- Opening Delimiter -

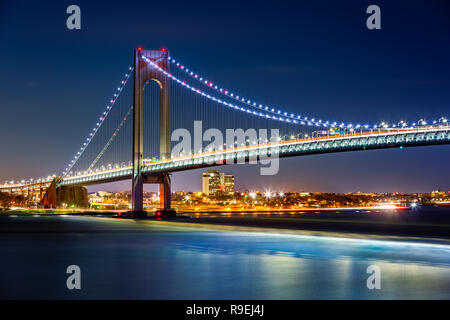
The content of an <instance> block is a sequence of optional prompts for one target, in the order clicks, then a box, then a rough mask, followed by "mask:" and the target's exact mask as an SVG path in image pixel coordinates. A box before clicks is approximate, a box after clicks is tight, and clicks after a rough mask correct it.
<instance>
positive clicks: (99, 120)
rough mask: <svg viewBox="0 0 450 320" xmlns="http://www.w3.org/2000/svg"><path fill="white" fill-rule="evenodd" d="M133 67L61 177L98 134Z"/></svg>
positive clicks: (66, 168) (113, 104) (123, 81)
mask: <svg viewBox="0 0 450 320" xmlns="http://www.w3.org/2000/svg"><path fill="white" fill-rule="evenodd" d="M133 70H134V67H129V68H128V71H127V73H126V74H125V77H124V78H123V80H122V81H121V82H120V85H119V86H118V87H117V89H116V90H115V92H114V94H113V97H112V98H111V100H109V103H108V105H107V106H106V110H105V111H103V113H102V115H101V116H100V118H99V120H98V122H97V123H96V125H95V127H94V129H92V131H91V132H90V133H89V135H88V137H87V138H86V140H85V141H84V142H83V145H82V146H81V148H80V150H79V151H78V152H77V153H76V154H75V156H74V157H73V158H72V160H71V161H70V162H69V163H68V165H67V167H66V168H65V169H64V171H63V173H62V175H63V176H66V175H67V174H68V173H69V172H70V170H71V169H72V168H73V166H74V165H75V164H76V163H77V161H78V159H80V157H81V155H82V154H83V153H84V151H85V150H86V148H87V147H88V145H89V143H91V141H92V139H93V138H94V137H95V135H96V133H97V132H98V129H100V127H101V126H102V124H103V123H104V121H105V120H106V118H107V117H108V115H109V113H110V111H111V109H112V107H113V106H114V104H115V102H116V101H117V99H118V98H119V96H120V93H121V92H122V90H123V88H124V87H125V85H126V84H127V81H128V79H129V78H130V76H131V74H132V73H133Z"/></svg>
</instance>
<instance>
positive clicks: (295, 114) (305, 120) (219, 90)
mask: <svg viewBox="0 0 450 320" xmlns="http://www.w3.org/2000/svg"><path fill="white" fill-rule="evenodd" d="M169 61H170V62H171V63H173V64H174V65H175V66H176V67H177V68H179V69H180V70H182V71H184V73H186V74H187V75H188V76H190V77H191V78H193V79H195V80H197V81H199V82H200V83H201V84H202V85H204V86H206V87H208V88H209V89H212V90H214V91H216V92H218V93H220V94H222V95H224V96H226V97H228V98H231V99H234V100H235V101H238V102H239V103H241V104H245V105H247V106H250V107H252V108H257V109H260V110H263V111H264V112H267V113H271V114H275V115H282V116H283V117H284V118H285V119H291V120H292V122H293V123H300V124H303V125H315V126H323V127H339V128H356V129H360V128H361V129H362V128H364V129H371V128H373V129H378V128H392V129H393V128H397V127H406V126H407V123H406V122H405V121H399V122H398V123H397V124H392V125H389V124H387V123H385V122H381V124H374V125H368V124H365V125H360V124H356V125H354V124H352V123H340V124H338V123H337V122H336V121H334V122H332V121H322V120H315V119H314V118H309V117H302V116H300V115H296V114H294V113H288V112H285V111H282V110H279V109H277V108H273V107H269V106H267V105H263V104H260V103H257V102H255V101H253V100H251V99H247V98H244V97H242V96H239V95H237V94H235V93H233V92H232V90H228V89H224V88H222V87H220V86H219V85H217V84H215V83H214V82H213V81H211V80H208V79H207V78H206V77H203V76H200V75H199V74H197V73H195V72H194V71H192V70H190V69H189V68H187V67H186V65H184V64H182V63H180V62H178V61H177V60H175V59H174V58H172V57H169ZM274 119H275V118H274ZM294 120H296V121H294ZM446 122H447V118H446V117H441V118H439V120H434V121H431V123H432V124H436V123H444V124H445V123H446ZM426 124H427V122H426V121H425V120H424V119H421V120H419V121H418V122H417V123H416V122H414V123H412V124H411V126H413V127H414V126H417V125H426Z"/></svg>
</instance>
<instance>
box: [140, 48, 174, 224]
mask: <svg viewBox="0 0 450 320" xmlns="http://www.w3.org/2000/svg"><path fill="white" fill-rule="evenodd" d="M143 57H146V58H147V59H149V60H151V61H152V62H153V63H154V64H156V65H158V66H159V67H160V68H162V69H163V70H165V71H167V72H169V52H168V50H166V49H164V48H163V49H160V50H153V49H142V48H137V49H135V50H134V97H133V104H134V108H133V177H132V184H133V185H132V205H133V211H132V214H133V215H135V216H141V215H146V212H145V211H144V210H143V190H144V188H143V184H144V183H158V184H159V190H160V209H159V210H158V211H157V215H166V214H174V213H175V211H174V210H172V209H171V199H170V198H171V191H170V189H171V188H170V175H169V174H168V173H165V174H161V175H160V176H157V177H155V176H153V177H144V175H143V174H142V165H143V141H144V137H143V132H144V131H143V128H144V123H143V89H144V85H145V83H146V82H147V81H155V82H156V83H157V84H158V85H159V88H160V138H159V139H160V140H159V143H160V158H161V160H164V159H168V158H170V153H171V151H170V101H169V92H170V91H169V90H170V89H169V88H170V87H169V81H170V80H169V79H168V77H165V76H164V75H162V74H161V72H160V71H158V70H157V69H156V68H155V67H154V66H153V65H151V64H150V63H148V62H146V61H145V60H144V59H143Z"/></svg>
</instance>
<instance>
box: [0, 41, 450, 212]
mask: <svg viewBox="0 0 450 320" xmlns="http://www.w3.org/2000/svg"><path fill="white" fill-rule="evenodd" d="M131 79H132V80H133V81H132V82H133V85H132V86H131V85H129V82H131V81H130V80H131ZM199 120H200V121H202V125H203V126H205V127H207V128H209V129H210V130H215V131H210V132H209V133H210V134H207V133H208V130H207V131H205V135H204V134H203V132H200V136H201V139H200V142H197V141H194V143H193V146H192V144H191V143H188V144H184V145H183V147H182V148H180V147H177V146H176V145H175V144H176V143H177V142H179V141H180V140H181V136H182V135H179V134H178V135H177V134H176V133H177V132H179V131H177V130H180V129H185V130H187V132H194V134H195V132H196V131H198V128H196V126H195V122H196V121H197V122H198V121H199ZM230 128H234V135H233V136H232V139H231V140H230V139H227V141H226V142H225V143H224V141H223V139H222V138H220V135H219V134H218V132H219V133H220V132H227V130H230ZM237 128H239V129H242V131H241V132H243V133H244V134H243V135H242V134H241V135H238V134H236V132H237V131H238V130H236V129H237ZM171 129H173V130H171ZM261 129H264V130H269V129H270V132H276V135H274V134H272V135H271V136H270V137H269V136H268V135H267V134H266V135H265V136H264V135H261V134H260V136H259V137H258V136H257V135H255V134H252V132H253V133H255V132H256V130H259V131H258V132H262V131H261ZM252 130H254V131H252ZM211 133H215V134H211ZM156 137H159V139H157V138H156ZM205 137H206V139H205ZM227 137H228V136H227ZM213 138H214V139H213ZM219 138H220V139H219ZM177 139H178V140H177ZM449 143H450V126H449V123H448V121H447V118H445V117H441V118H439V119H436V120H432V121H426V120H424V119H420V120H418V121H416V122H411V123H407V122H406V121H399V122H397V123H394V124H388V123H385V122H380V123H365V124H355V123H348V122H338V121H332V120H324V119H317V118H314V117H310V116H306V115H300V114H296V113H292V112H287V111H285V110H282V109H280V108H279V107H275V106H269V105H266V104H261V103H259V102H257V101H256V100H253V99H249V98H247V97H243V96H242V95H239V94H238V93H236V91H234V90H231V89H227V88H224V87H222V86H220V85H218V84H217V83H215V82H214V81H212V80H211V79H209V78H207V77H205V76H202V75H200V74H198V73H196V72H195V71H193V70H191V69H190V68H189V67H187V66H186V65H184V64H182V63H181V62H179V61H178V60H176V59H175V58H173V57H171V56H170V55H169V52H168V50H167V49H165V48H163V49H160V50H153V49H143V48H136V49H135V50H134V61H133V65H132V66H130V67H129V69H128V70H127V72H126V74H125V75H124V78H123V80H121V81H120V83H119V86H118V87H117V88H116V90H115V91H114V93H113V96H112V98H111V99H110V100H109V103H108V104H107V106H106V108H105V109H104V110H103V111H102V113H101V114H100V117H99V118H98V119H97V121H96V122H95V125H94V128H93V129H92V130H91V132H89V134H88V136H87V138H86V139H85V140H84V141H83V142H82V144H81V147H80V148H79V149H78V150H77V151H76V154H75V155H74V157H73V158H72V159H71V160H70V161H69V163H68V164H67V166H66V167H65V169H64V170H63V171H62V173H61V174H60V175H51V176H47V177H43V178H38V179H32V178H29V179H25V180H21V181H13V180H11V181H6V182H5V183H4V184H1V185H0V191H4V192H11V193H21V194H24V195H26V196H27V197H28V198H29V199H32V200H35V201H41V203H43V204H46V205H48V204H50V205H51V206H52V207H57V206H58V205H60V204H59V203H57V199H56V197H55V195H53V196H51V194H50V193H51V192H53V194H55V192H56V190H58V189H59V188H64V187H78V186H87V185H94V184H100V183H107V182H114V181H120V180H131V181H132V211H131V212H132V214H133V215H136V216H139V215H144V214H146V213H145V211H143V209H144V208H143V185H144V184H146V183H153V184H158V185H159V191H160V209H159V210H158V211H157V214H159V215H173V214H174V210H173V209H172V208H171V185H170V184H171V179H170V177H171V174H172V173H174V172H177V171H184V170H192V169H197V168H205V167H210V166H218V165H229V164H234V163H254V162H256V161H258V160H267V159H270V158H272V159H274V158H284V157H292V156H304V155H311V154H321V153H332V152H344V151H357V150H371V149H382V148H405V147H412V146H425V145H440V144H449Z"/></svg>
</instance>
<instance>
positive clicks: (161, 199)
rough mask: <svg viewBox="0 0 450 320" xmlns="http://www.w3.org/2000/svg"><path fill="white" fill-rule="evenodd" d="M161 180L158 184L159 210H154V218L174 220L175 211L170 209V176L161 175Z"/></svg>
mask: <svg viewBox="0 0 450 320" xmlns="http://www.w3.org/2000/svg"><path fill="white" fill-rule="evenodd" d="M161 179H162V181H161V182H160V183H159V209H158V210H156V216H157V217H163V218H174V217H176V214H177V213H176V211H175V209H172V208H171V185H170V174H168V173H164V174H162V176H161Z"/></svg>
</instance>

- Closing Delimiter -

◆ Task goal
Take the lines from the start of the listing above through the line with "positive clicks: (99, 120)", both ends included, and copy them exactly, leaving the pictures behind.

◆ Answer
The content of an <instance> block is a sequence of optional prompts for one target, in the order clicks, then a box, then a rough mask, followed by "mask:" and the target's exact mask as an SVG path in image pixel coordinates. A box before clicks is approximate, a box after clicks is tight, and clicks after a rough mask correct it.
<instance>
positive clicks: (99, 120)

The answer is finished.